College football’s house of cards of a 2020 season collapsed on Thursday. In this case, it was by design — a voluntary and preemptive reshuffling and retreat.
The Big Ten announced it was packing up and building its own place — canceling all non-conference games and playing a league only slate of nine, or maybe 10 contests. It’s an attempt to maximize control in the hope that it might make it through the COVID-19 pandemic.
No one knows if it will work, but smaller, swifter and more cautious seems to make sense.
The Pac-12 and ACC will reportedly soon follow and with that, you can expect just about everyone to do the same. This is no longer about normalcy. This is about salvaging whatever you can, like a reopened restaurant with a downsized menu.
“Just trying to keep the lights on,” said one ACC athletic director. “‘Trying’ is the key word.”
Multiple sources expressed pessimism that any season will be played. Others are more hopeful that somehow this works. They all want a season. They all need it. They are all desperate for the revenue it will produce, but at this point, the task feels daunting.
“We may not have sports in the fall,” Big Ten commissioner Kevin Warren said on the Big Ten Network. “We may not have a college football season.”
There is no way to isolate the players on college campuses, which are expected to be overrun by the coronavirus, if they allow students at all.
Going to a nine-game schedule and simplifying things is the best route. There are some great non-conference games that will be lost, including longtime rivalries (no Florida-Florida State or Iowa-Iowa State?). That’s better than giving up the whole season.
The ACC is expected to give Notre Dame, which is an independent, a safe harbor and keep the six games the Irish are scheduled to play against league schools (Notre Dame delivers huge television numbers, after all). If the Irish still play scheduled games against Navy and Western Michigan (or adds someone else) then it’ll be fine.
As for the bowls and the playoffs, that’s anyone’s guess. The committee could still pick the best four teams, although with less data. Do they even play in December and January? Do they still go to a neutral bowl site?
It’s so far off, it’s impossible to predict the state of the world.
“We just want to get the season started and see where it goes,” said an SEC athletic director.
Since the pandemic hit and caused the cancellation of March Madness, those inside college athletics have been in a panic about football. No matter the bold pronouncements from some coaches or the shouts of some fans and media, nothing has ever felt safe to those making the decisions.

Recorded data:
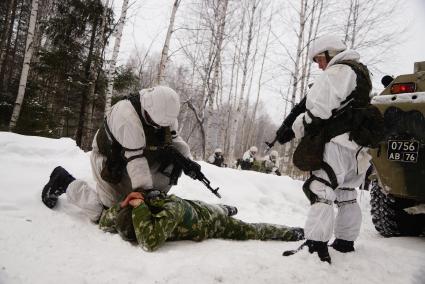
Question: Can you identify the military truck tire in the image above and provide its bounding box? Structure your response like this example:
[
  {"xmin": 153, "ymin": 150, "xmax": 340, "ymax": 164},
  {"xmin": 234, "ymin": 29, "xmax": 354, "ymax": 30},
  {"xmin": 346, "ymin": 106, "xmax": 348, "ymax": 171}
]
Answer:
[{"xmin": 370, "ymin": 181, "xmax": 425, "ymax": 237}]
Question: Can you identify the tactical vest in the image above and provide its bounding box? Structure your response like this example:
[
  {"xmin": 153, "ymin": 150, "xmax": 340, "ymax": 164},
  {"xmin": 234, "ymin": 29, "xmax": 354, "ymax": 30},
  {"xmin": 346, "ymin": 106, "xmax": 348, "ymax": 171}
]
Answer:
[
  {"xmin": 213, "ymin": 154, "xmax": 224, "ymax": 167},
  {"xmin": 96, "ymin": 94, "xmax": 172, "ymax": 184},
  {"xmin": 293, "ymin": 60, "xmax": 384, "ymax": 171}
]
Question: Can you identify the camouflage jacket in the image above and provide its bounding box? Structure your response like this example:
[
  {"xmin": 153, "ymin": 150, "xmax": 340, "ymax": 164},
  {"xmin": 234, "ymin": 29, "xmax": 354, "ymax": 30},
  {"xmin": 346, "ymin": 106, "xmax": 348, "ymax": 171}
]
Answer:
[{"xmin": 99, "ymin": 195, "xmax": 303, "ymax": 251}]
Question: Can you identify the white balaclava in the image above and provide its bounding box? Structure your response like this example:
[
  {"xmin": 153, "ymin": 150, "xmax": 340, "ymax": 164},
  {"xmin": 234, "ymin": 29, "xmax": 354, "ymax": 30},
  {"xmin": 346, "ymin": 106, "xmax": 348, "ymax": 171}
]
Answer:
[
  {"xmin": 139, "ymin": 86, "xmax": 180, "ymax": 127},
  {"xmin": 308, "ymin": 35, "xmax": 347, "ymax": 61}
]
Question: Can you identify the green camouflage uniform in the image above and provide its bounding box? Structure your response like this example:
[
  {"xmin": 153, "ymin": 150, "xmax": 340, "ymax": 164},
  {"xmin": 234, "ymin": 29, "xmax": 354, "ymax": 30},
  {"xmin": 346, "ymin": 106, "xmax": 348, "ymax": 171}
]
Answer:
[{"xmin": 99, "ymin": 195, "xmax": 303, "ymax": 251}]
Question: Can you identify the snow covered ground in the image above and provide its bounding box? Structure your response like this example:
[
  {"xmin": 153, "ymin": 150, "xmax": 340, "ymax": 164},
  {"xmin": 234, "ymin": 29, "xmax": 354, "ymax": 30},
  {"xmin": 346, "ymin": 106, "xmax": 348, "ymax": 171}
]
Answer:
[{"xmin": 0, "ymin": 132, "xmax": 425, "ymax": 284}]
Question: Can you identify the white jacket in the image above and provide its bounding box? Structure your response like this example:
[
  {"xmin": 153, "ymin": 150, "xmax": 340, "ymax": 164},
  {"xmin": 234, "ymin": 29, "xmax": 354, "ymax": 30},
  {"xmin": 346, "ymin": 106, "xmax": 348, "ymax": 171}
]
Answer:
[
  {"xmin": 292, "ymin": 49, "xmax": 370, "ymax": 171},
  {"xmin": 242, "ymin": 150, "xmax": 255, "ymax": 163},
  {"xmin": 97, "ymin": 100, "xmax": 192, "ymax": 191}
]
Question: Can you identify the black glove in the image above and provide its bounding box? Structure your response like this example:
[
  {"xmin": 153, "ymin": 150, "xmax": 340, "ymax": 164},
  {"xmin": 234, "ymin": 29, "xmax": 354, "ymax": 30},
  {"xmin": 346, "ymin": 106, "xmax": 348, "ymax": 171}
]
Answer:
[
  {"xmin": 183, "ymin": 159, "xmax": 201, "ymax": 179},
  {"xmin": 276, "ymin": 124, "xmax": 295, "ymax": 144}
]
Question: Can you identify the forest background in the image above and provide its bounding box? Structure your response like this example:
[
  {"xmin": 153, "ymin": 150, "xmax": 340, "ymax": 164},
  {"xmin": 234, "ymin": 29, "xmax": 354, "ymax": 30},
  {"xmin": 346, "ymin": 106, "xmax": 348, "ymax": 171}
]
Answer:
[{"xmin": 0, "ymin": 0, "xmax": 425, "ymax": 178}]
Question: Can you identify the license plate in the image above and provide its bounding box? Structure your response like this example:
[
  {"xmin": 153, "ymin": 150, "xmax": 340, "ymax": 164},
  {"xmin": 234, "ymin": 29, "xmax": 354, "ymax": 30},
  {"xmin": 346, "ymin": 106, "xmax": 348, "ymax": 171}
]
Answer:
[{"xmin": 388, "ymin": 140, "xmax": 419, "ymax": 163}]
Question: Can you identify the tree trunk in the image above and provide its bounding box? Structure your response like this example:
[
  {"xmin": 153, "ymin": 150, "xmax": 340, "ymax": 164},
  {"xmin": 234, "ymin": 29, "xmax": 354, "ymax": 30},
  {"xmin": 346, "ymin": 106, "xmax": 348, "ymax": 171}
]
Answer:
[
  {"xmin": 243, "ymin": 7, "xmax": 273, "ymax": 148},
  {"xmin": 105, "ymin": 0, "xmax": 128, "ymax": 113},
  {"xmin": 0, "ymin": 0, "xmax": 16, "ymax": 74},
  {"xmin": 75, "ymin": 8, "xmax": 99, "ymax": 148},
  {"xmin": 9, "ymin": 0, "xmax": 38, "ymax": 131},
  {"xmin": 0, "ymin": 0, "xmax": 17, "ymax": 90},
  {"xmin": 229, "ymin": 0, "xmax": 258, "ymax": 159},
  {"xmin": 0, "ymin": 0, "xmax": 24, "ymax": 93},
  {"xmin": 155, "ymin": 0, "xmax": 180, "ymax": 85}
]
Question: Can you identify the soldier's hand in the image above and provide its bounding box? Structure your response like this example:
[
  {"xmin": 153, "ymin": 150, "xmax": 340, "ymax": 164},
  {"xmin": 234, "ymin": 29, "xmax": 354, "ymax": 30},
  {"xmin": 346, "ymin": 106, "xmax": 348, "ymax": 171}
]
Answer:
[
  {"xmin": 184, "ymin": 160, "xmax": 201, "ymax": 179},
  {"xmin": 276, "ymin": 124, "xmax": 295, "ymax": 144},
  {"xmin": 120, "ymin": 191, "xmax": 144, "ymax": 208}
]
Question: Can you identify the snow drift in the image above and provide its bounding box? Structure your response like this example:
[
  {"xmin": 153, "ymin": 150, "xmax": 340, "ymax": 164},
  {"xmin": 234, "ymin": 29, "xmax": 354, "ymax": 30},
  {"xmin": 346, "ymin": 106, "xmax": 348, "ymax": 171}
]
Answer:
[{"xmin": 0, "ymin": 132, "xmax": 425, "ymax": 284}]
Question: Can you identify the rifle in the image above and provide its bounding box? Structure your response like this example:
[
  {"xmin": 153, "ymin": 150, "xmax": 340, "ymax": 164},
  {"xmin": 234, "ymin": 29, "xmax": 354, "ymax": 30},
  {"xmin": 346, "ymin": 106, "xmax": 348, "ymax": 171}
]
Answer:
[
  {"xmin": 165, "ymin": 146, "xmax": 221, "ymax": 198},
  {"xmin": 265, "ymin": 97, "xmax": 307, "ymax": 152}
]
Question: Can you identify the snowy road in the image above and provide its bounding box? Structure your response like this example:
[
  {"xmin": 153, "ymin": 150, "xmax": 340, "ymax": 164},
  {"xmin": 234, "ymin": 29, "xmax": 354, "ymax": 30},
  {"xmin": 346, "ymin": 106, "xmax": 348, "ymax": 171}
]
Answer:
[{"xmin": 0, "ymin": 132, "xmax": 425, "ymax": 284}]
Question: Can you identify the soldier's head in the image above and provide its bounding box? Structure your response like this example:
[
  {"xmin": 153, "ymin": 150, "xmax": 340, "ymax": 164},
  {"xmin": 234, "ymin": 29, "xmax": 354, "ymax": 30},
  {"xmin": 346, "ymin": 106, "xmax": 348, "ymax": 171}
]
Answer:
[
  {"xmin": 308, "ymin": 35, "xmax": 347, "ymax": 70},
  {"xmin": 270, "ymin": 150, "xmax": 279, "ymax": 161},
  {"xmin": 249, "ymin": 146, "xmax": 258, "ymax": 156},
  {"xmin": 139, "ymin": 86, "xmax": 180, "ymax": 127}
]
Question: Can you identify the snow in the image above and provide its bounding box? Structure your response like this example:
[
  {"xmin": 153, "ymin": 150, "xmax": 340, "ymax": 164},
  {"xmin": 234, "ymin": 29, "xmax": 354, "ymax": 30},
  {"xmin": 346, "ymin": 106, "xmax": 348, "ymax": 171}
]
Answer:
[{"xmin": 0, "ymin": 132, "xmax": 425, "ymax": 284}]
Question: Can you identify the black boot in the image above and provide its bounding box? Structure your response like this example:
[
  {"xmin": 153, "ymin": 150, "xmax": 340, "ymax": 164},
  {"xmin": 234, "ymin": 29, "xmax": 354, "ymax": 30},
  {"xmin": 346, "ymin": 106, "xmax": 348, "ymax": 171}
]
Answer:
[
  {"xmin": 306, "ymin": 240, "xmax": 331, "ymax": 264},
  {"xmin": 221, "ymin": 204, "xmax": 238, "ymax": 216},
  {"xmin": 41, "ymin": 167, "xmax": 75, "ymax": 208},
  {"xmin": 291, "ymin": 227, "xmax": 304, "ymax": 241},
  {"xmin": 331, "ymin": 239, "xmax": 354, "ymax": 253}
]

Questions:
1/ According to the passage about the 2020 college football season, which conferences will reportedly soon follow the Big Ten?
2/ Proceed with the passage about the 2020 college football season, starting after its final sentence.
The data above is separate from the passage about the 2020 college football season.

Exercise responses:
1/ The Pac-12 and the ACC.

2/
Sports organizations around the world are battling to play their games, but perhaps none is as difficult as major college football. There are 130 teams in the FBS, the sport’s top division. They hail from 43 states and represent big public schools and small private ones, military academies and religious institutions, big cities and small towns.
Worse, there is no central authority. No nationwide commissioner. No governing body. The NCAA just regulates, but the sport is carved up into fiefdoms. Now everyone is sticking with their own and hoping to make it as long as they can to cash as many checks as possible.
If so, they can survive somewhat intact. If not, who knows? Stanford cut 11 sports on Wednesday. That will be the norm, not the exception, even if a full season is played.
College athletics have watched revenue steadily — sometimes spectacularly — climb for decades on end. There are no recessions, no downturns, no budget crunches. Not in any major way, at least. Salaries always get bigger, facilities always get grander, leagues always expand.
So they spent the money. Now they need it to meet payroll, avoid cutting teams and paying debt service on stadiums and practice facilities that are more opulent than some in the NFL.
“No football is Armageddon,” an athletic director texted.
So they decided to play fewer games and allow for more flexibility. If a game gets canceled, maybe this way it can be made up. Hopefully it works.
If not, they can attempt to move the season to spring, but that provides no more certainty and brings a host of new challenges.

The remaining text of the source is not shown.